Task to complete
Reproduce each of the following items verbatim, line for line, and leave out the pictures.

Data rows
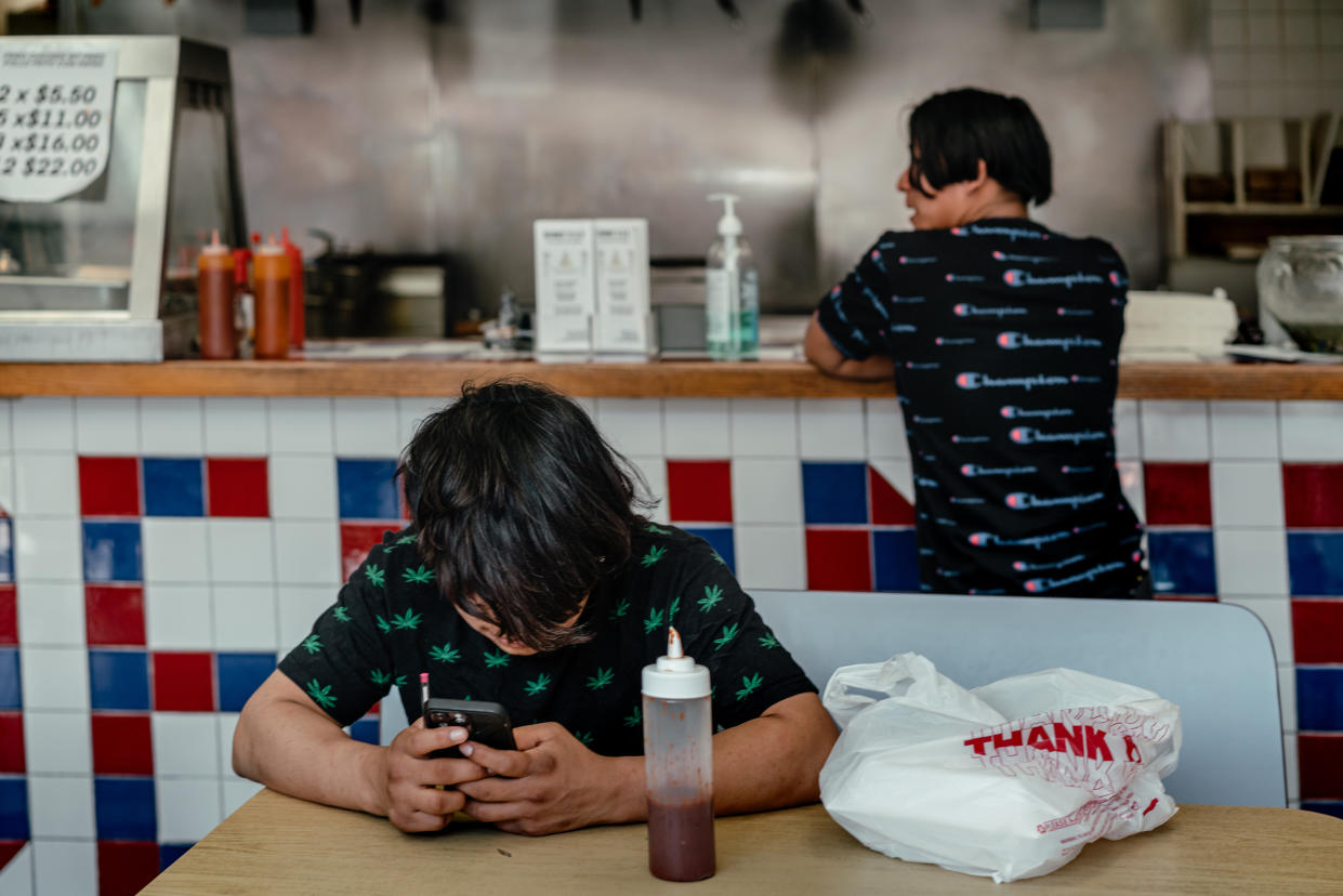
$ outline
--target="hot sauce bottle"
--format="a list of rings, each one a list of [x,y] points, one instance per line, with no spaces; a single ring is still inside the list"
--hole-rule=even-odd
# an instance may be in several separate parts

Response to the exercise
$ outline
--target="hot sauce bottle"
--format="a list of rings, each one a list of [x,y] points, one instance per line, with no spaces; a single ring is still inside the list"
--hole-rule=even-odd
# an instance may be in several separate parts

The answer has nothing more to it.